* [Aim of the exercise]: Pictures are to be omitted; everything else in the data must be transcribed exactly.
Provided records Start Marker
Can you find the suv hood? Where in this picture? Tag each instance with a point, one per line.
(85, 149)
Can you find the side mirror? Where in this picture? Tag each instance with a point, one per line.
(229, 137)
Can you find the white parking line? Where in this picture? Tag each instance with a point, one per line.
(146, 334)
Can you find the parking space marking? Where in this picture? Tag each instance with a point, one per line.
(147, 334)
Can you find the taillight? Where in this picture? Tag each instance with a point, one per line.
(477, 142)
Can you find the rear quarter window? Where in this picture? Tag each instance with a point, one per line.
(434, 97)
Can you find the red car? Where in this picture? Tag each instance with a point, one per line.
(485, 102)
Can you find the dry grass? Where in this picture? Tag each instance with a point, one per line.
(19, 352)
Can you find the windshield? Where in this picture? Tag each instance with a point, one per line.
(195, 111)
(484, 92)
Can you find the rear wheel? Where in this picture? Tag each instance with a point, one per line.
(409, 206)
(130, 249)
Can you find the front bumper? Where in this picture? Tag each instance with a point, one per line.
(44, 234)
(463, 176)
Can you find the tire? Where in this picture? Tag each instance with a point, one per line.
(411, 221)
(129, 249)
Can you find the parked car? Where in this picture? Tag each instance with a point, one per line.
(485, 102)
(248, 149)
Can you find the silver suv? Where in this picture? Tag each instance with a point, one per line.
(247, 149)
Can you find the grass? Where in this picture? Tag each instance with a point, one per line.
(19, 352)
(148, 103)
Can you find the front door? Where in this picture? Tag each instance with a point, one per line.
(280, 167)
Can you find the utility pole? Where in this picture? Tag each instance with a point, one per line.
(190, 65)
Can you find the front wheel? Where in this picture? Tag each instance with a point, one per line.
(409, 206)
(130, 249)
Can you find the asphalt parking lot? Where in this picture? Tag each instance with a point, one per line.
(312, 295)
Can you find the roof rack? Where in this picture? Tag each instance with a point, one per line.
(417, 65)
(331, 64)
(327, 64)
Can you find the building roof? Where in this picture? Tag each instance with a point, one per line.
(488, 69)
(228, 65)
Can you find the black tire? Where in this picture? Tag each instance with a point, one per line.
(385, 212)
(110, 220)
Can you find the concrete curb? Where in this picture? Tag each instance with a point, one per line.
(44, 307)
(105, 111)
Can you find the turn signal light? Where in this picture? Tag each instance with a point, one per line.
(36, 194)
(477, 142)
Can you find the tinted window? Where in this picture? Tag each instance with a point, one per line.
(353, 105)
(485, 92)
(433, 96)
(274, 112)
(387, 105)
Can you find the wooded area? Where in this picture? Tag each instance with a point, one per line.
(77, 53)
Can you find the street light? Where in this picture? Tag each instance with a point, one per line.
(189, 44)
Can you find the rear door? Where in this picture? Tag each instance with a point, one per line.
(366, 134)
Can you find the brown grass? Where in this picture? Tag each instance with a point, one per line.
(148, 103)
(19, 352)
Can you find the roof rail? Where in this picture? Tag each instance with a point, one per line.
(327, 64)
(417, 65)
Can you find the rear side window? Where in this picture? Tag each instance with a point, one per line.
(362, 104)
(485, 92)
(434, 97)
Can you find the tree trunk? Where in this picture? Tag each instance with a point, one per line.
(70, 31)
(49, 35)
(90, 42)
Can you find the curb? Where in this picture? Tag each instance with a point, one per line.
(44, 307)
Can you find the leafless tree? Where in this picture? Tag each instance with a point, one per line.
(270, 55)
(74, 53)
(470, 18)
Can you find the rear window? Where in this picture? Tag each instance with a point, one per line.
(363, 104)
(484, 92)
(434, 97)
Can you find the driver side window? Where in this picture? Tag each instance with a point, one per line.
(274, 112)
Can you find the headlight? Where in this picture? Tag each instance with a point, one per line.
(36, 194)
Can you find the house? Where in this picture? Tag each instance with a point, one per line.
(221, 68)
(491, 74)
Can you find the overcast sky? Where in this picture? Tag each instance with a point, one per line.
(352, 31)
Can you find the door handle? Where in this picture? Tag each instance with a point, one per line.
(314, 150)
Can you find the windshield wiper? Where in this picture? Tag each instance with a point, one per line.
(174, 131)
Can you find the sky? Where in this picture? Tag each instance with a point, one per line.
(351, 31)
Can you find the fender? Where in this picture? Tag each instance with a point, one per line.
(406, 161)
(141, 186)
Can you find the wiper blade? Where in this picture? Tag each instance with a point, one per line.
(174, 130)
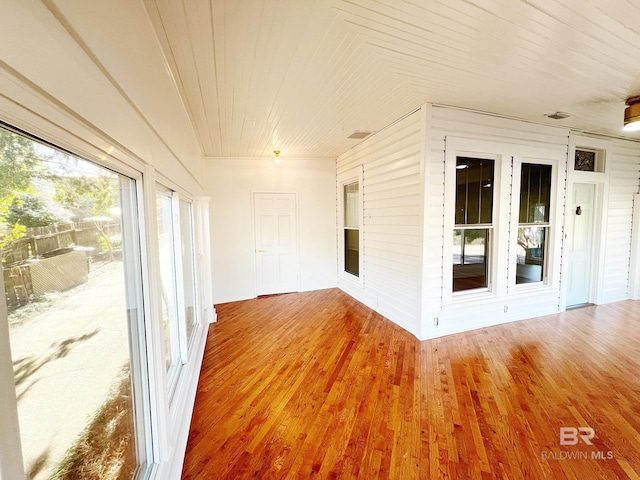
Provided records End Marker
* [Finished task]:
Can you find the suv hood? Where in this picture? Tag each instance with a point, one per line.
(85, 149)
Can you find the side mirror? Where in this picture? Tag each instance with a point, one per line.
(229, 137)
Can you find the white parking line? Where in this picture? Tag each instance with a point, one per line.
(146, 334)
Can you find the parking space marking? Where in this picture? Tag each instance with a point, one per line.
(147, 334)
Can you find the taillight? Where in this picture? Tag each instance with a point, one per line.
(477, 142)
Can you find the rear quarter window? Where in this picture? Tag each instance with a point, one per line.
(434, 97)
Can you find the red car? Where in this picture? Tag each instance with a point, one per line.
(485, 102)
Can you find the dry grass? Where in this picture? Tag each instance with a point, one per line.
(19, 352)
Can you find the windshield? Where in this picture? Tag each instance with a point, one per line.
(195, 111)
(484, 92)
Can you find the rear wheel? Where in this picture? Tag each instance with a point, one per line.
(409, 206)
(130, 249)
Can you find the front bumper? Where in this picture? Tag each instance with a point, one per line.
(44, 234)
(463, 176)
Can you find the tire? Where in this picture? Tag each instance with a point, one per line.
(411, 221)
(129, 249)
Can you find the parked car? Where in this picture? Tag each instance with a point, one per line.
(485, 102)
(248, 149)
Can you find the silver suv? Where in this picture? Tag each instance with a point, one per line.
(247, 149)
Can you find the grass? Where in this picture? Tag each instance with a point, one per line.
(19, 352)
(148, 103)
Can you find the front door? Where in this picture? Tag each instance with a point, one per line.
(280, 167)
Can you find the utility pole? Where in this picture? Tag each instance with a point, one per line.
(190, 65)
Can you find the front wheel? Where in this picture? Tag each instance with a point, one per line.
(409, 206)
(130, 249)
Can you find the asphalt parking lot? Where in this picture? Tag each instance with a point, one per line.
(312, 295)
Can you find the roof rack? Where in this picture? Tag each instance with a point, one per line.
(417, 65)
(331, 64)
(327, 64)
Can you find the building roof? Where in this picture? Tag each instance with a point, one per line.
(488, 69)
(228, 65)
Can you find the black tire? Where in this picture? Tag each instance with a point, one per line.
(385, 212)
(110, 220)
Can you find the concrete curb? Where in this picture? Tag each instance with a point, one per line.
(44, 307)
(105, 111)
Can you find the turn signal light? Where in this picture? Tag each instance with a point, one per line.
(36, 194)
(477, 142)
Can you find the tinted window? Where in this picture? Tag each instance with a point, one per line.
(353, 105)
(485, 92)
(433, 96)
(274, 112)
(387, 105)
Can you find the wooded area? Where in this picture? Tag each instance with a point, one per line.
(77, 53)
Can you find the street light? Where in this picture? Tag each instance with a point, one per line.
(189, 44)
Can you find the rear door? Where in this picture? Tag each instance with a point, one per line.
(366, 134)
Can you find the brown grass? Where in this picture? Tag each instance with a point, one per line.
(148, 103)
(19, 352)
Can you find the roof rail? Where in this picture? Tag each instance with a point, one per line.
(327, 64)
(417, 65)
Can you find the rear side window? Where in this picture? Tag each instance with a point, one per line.
(362, 104)
(485, 92)
(434, 97)
Can you find the tree trunk? Where in this picture? Tag each instance with a point, one per line.
(70, 31)
(49, 35)
(90, 42)
Can you find the curb? Where in this picture? Tag each instance with a point, one per line.
(44, 307)
Can you find the leafless tree? Where in this picture? Tag each instance with a point, one per line.
(270, 55)
(74, 53)
(470, 18)
Can you find the rear window? Where in this picture? Tag each instance with a point, one per line.
(363, 104)
(484, 92)
(434, 97)
Can you find the driver side window? Where in this picture? Tag each instance with a point, one per line.
(274, 112)
Can you find the headlight? Where in this picture? Tag each instance with a point, one per line.
(36, 194)
Can you find the house? Where in this picture? Tag each instance with a point, one per line.
(221, 68)
(491, 74)
Can you find the overcast sky? Where in this picture? Tag each instance with a point, one per line.
(352, 31)
Can you find the door handle? Where in this picture? Tag each instance with a point, one per line.
(314, 150)
Can you find the windshield wiper? Where in this picture? Tag each instance with a point, one per line.
(174, 131)
Can you find the sky? Where in this picture? Tag each instance with a point, one per line.
(351, 31)
Can you find the fender? Where in this picture? Tag each instance with a point, one per line.
(406, 161)
(141, 186)
Can you find the wiper blade? Where in this picture? Tag each instance with a point, one per line.
(174, 130)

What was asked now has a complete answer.